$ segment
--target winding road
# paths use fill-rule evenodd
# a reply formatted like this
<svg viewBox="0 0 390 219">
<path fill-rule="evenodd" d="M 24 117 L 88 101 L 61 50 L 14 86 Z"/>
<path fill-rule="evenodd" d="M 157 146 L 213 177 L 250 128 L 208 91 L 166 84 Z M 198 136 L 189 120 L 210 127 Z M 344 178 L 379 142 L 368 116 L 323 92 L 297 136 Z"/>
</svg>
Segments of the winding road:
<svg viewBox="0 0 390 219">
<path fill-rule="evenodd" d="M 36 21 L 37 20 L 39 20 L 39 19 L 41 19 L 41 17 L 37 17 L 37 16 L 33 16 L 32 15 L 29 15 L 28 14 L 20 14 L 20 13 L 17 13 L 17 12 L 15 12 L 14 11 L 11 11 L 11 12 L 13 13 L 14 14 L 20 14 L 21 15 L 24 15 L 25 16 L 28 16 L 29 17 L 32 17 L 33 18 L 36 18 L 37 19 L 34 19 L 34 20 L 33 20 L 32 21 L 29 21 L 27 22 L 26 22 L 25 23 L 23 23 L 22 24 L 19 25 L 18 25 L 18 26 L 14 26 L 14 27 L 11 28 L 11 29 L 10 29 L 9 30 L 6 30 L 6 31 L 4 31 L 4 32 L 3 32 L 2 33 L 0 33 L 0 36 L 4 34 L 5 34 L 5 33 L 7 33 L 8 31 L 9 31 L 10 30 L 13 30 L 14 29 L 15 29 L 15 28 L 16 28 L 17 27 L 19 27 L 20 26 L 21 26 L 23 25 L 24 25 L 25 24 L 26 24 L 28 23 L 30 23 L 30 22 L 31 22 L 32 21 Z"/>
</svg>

* * * * *

Please rewrite this listing with every "winding road" changed to "river bend" and nothing else altered.

## OUTPUT:
$ segment
--target river bend
# paths use fill-rule evenodd
# a reply formatted like this
<svg viewBox="0 0 390 219">
<path fill-rule="evenodd" d="M 24 117 L 88 101 L 61 50 L 14 86 Z"/>
<path fill-rule="evenodd" d="M 157 146 L 213 177 L 250 128 L 208 91 L 166 84 Z M 198 136 L 189 120 L 210 127 Z M 344 178 L 379 142 L 368 116 L 323 92 L 297 136 Z"/>
</svg>
Segments of the river bend:
<svg viewBox="0 0 390 219">
<path fill-rule="evenodd" d="M 36 21 L 37 20 L 39 20 L 39 19 L 41 19 L 41 17 L 37 17 L 37 16 L 33 16 L 32 15 L 29 15 L 28 14 L 20 14 L 20 13 L 17 13 L 17 12 L 15 12 L 14 11 L 11 11 L 11 12 L 13 13 L 14 14 L 20 14 L 21 15 L 24 15 L 25 16 L 28 16 L 29 17 L 32 17 L 33 18 L 36 18 L 37 19 L 34 19 L 34 20 L 33 20 L 32 21 L 29 21 L 27 22 L 26 22 L 25 23 L 23 23 L 22 24 L 19 25 L 18 25 L 18 26 L 14 26 L 14 27 L 11 28 L 11 29 L 10 29 L 9 30 L 6 30 L 6 31 L 4 31 L 4 32 L 3 32 L 2 33 L 0 33 L 0 36 L 4 34 L 5 34 L 5 33 L 7 33 L 8 31 L 9 31 L 10 30 L 13 30 L 14 29 L 15 29 L 15 28 L 16 28 L 17 27 L 19 27 L 20 26 L 21 26 L 23 25 L 24 25 L 25 24 L 26 24 L 28 23 L 30 23 L 30 22 L 31 22 L 32 21 Z"/>
</svg>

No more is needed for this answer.